*Work instructions*: Starting at the beginning of the material and ending at the line that contains "positive clicks: (393, 88) (389, 103)", write the lines out again with "rough mask" swapped for "coarse mask" and nothing else changed.

[[ Material provided open ]]

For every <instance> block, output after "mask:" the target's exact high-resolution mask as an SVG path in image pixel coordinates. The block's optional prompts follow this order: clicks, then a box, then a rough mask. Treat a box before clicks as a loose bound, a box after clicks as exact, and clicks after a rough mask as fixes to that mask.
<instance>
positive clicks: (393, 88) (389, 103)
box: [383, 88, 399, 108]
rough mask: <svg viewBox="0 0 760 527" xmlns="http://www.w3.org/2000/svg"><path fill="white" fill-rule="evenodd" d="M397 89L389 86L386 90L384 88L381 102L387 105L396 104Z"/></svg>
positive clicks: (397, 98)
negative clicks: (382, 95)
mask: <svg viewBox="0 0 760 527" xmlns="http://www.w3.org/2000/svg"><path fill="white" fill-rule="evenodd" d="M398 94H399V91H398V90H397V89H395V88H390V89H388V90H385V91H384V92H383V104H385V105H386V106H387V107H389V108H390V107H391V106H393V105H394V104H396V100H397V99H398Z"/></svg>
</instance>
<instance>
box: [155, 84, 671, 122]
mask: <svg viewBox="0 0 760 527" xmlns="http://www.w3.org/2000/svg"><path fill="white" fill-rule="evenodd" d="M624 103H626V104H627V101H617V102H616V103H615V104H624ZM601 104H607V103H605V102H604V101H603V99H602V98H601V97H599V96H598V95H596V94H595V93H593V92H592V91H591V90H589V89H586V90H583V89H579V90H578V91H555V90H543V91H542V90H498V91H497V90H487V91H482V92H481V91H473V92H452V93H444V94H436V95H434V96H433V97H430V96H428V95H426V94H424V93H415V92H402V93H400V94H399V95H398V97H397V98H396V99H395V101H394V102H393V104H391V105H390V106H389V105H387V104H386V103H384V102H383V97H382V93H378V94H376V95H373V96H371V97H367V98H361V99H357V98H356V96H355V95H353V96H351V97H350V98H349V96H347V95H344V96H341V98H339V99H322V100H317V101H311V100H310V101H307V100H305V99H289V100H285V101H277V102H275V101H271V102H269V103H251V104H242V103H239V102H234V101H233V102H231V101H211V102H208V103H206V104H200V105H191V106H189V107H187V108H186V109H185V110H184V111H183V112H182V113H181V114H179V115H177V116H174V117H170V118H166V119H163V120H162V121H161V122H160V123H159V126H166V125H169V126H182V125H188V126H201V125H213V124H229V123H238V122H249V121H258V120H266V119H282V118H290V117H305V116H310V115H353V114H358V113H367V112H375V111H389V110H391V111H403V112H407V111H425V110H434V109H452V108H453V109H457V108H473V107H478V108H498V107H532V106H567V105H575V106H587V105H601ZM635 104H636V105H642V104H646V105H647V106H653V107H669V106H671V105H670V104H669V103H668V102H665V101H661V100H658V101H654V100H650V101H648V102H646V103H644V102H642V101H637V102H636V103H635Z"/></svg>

[[ Material provided closed ]]

*Result*:
For every <instance> block, output after "mask:" the target's exact high-resolution mask as an SVG path in image pixel coordinates. The block's optional prompts follow this order: clicks, then a box, then a coarse mask. Treat a box before clicks as a loose bound, a box after clicks as exact, and clicks after a coarse mask as fixes to that mask.
<instance>
positive clicks: (393, 88) (389, 103)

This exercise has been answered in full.